» **Consigne écrite**: Pouvez-vous extraire et recopier telles quelles les lignes des entrées ci-dessous, en commençant par la ligne qui contient « the stone boundary » et en allant jusqu'à la fin des entrées ?

[Relevés d'annotation par coordonnées]
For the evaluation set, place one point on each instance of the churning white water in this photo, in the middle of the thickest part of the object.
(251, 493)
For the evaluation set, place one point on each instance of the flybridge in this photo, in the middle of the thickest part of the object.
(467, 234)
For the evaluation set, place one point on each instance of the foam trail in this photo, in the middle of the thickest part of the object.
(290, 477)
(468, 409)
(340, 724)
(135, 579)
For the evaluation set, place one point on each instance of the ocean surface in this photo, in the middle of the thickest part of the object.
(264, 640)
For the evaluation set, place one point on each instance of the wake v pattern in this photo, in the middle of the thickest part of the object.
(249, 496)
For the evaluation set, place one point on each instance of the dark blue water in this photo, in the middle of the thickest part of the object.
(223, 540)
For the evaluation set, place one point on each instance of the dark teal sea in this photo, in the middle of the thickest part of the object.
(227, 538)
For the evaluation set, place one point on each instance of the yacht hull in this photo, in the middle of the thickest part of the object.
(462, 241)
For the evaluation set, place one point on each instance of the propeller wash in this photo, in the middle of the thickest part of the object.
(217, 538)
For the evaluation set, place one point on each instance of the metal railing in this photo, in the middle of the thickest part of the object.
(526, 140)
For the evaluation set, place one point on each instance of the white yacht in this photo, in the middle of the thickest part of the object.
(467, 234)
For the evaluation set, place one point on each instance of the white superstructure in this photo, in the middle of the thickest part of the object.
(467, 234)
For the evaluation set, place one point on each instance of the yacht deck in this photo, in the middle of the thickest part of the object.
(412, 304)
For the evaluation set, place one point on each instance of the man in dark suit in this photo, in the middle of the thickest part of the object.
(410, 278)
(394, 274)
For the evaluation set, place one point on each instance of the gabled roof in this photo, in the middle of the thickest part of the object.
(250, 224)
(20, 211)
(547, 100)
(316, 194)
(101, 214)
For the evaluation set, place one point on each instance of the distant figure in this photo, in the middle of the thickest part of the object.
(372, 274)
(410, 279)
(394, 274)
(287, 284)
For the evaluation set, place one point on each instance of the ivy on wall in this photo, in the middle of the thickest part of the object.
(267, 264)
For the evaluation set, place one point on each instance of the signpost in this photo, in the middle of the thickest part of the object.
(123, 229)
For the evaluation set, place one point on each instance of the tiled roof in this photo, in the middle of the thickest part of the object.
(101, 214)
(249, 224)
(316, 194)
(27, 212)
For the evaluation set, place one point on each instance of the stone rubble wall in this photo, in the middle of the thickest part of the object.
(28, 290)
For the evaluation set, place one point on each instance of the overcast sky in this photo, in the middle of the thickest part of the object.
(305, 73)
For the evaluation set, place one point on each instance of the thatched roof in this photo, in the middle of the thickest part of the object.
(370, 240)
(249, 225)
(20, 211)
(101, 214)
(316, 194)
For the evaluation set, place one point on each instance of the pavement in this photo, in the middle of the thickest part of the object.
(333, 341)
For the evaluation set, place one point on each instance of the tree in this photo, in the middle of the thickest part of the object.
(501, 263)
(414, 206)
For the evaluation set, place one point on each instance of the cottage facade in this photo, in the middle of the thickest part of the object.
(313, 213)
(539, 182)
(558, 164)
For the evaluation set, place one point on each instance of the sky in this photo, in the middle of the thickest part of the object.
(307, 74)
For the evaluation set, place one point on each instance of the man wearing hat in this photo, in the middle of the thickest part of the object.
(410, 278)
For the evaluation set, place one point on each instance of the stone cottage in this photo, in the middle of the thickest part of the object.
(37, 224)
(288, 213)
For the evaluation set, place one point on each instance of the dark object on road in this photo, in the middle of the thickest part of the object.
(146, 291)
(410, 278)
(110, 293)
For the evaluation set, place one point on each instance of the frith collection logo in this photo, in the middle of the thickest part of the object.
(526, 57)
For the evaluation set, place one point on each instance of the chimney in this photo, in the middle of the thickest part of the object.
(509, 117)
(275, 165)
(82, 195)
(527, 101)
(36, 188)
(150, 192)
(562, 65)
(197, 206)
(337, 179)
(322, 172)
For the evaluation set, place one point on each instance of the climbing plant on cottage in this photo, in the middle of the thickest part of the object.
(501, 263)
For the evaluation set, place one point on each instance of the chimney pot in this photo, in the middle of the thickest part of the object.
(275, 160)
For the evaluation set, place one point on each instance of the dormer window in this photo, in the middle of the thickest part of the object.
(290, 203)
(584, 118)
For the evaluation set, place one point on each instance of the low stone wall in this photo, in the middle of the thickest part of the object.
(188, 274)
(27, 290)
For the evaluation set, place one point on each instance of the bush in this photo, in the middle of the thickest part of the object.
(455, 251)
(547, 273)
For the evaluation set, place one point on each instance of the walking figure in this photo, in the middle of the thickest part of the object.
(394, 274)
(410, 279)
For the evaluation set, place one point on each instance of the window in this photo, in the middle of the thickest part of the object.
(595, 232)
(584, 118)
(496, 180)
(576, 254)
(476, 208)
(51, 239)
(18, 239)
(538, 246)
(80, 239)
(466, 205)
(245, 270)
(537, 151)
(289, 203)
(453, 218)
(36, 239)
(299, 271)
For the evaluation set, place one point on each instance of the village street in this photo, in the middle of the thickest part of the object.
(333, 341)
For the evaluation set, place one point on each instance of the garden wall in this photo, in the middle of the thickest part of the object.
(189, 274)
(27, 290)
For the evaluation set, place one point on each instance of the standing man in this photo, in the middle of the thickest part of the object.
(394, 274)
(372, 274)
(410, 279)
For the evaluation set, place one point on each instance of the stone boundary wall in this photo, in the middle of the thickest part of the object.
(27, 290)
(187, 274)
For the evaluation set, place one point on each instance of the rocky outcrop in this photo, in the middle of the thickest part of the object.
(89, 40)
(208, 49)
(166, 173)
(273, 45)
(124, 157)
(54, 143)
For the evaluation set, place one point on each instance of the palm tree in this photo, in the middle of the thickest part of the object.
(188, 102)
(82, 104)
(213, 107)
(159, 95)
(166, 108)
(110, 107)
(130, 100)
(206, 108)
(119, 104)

» **Résultat**:
For the evaluation set, place one point on each instance of the stone boundary wall in this photo, in the middle of the thickest part of the object.
(27, 290)
(187, 274)
For the evaluation set, place one point on each instance of the rocky outcrop in this photo, in the middle of the thickest part of the object.
(89, 40)
(208, 49)
(166, 173)
(273, 45)
(124, 157)
(54, 143)
For the evaluation set, place one point on each instance of the palm tree in this photo, in the middle of the thickest part of the object.
(188, 102)
(82, 104)
(213, 107)
(159, 95)
(166, 108)
(110, 107)
(130, 100)
(206, 108)
(119, 104)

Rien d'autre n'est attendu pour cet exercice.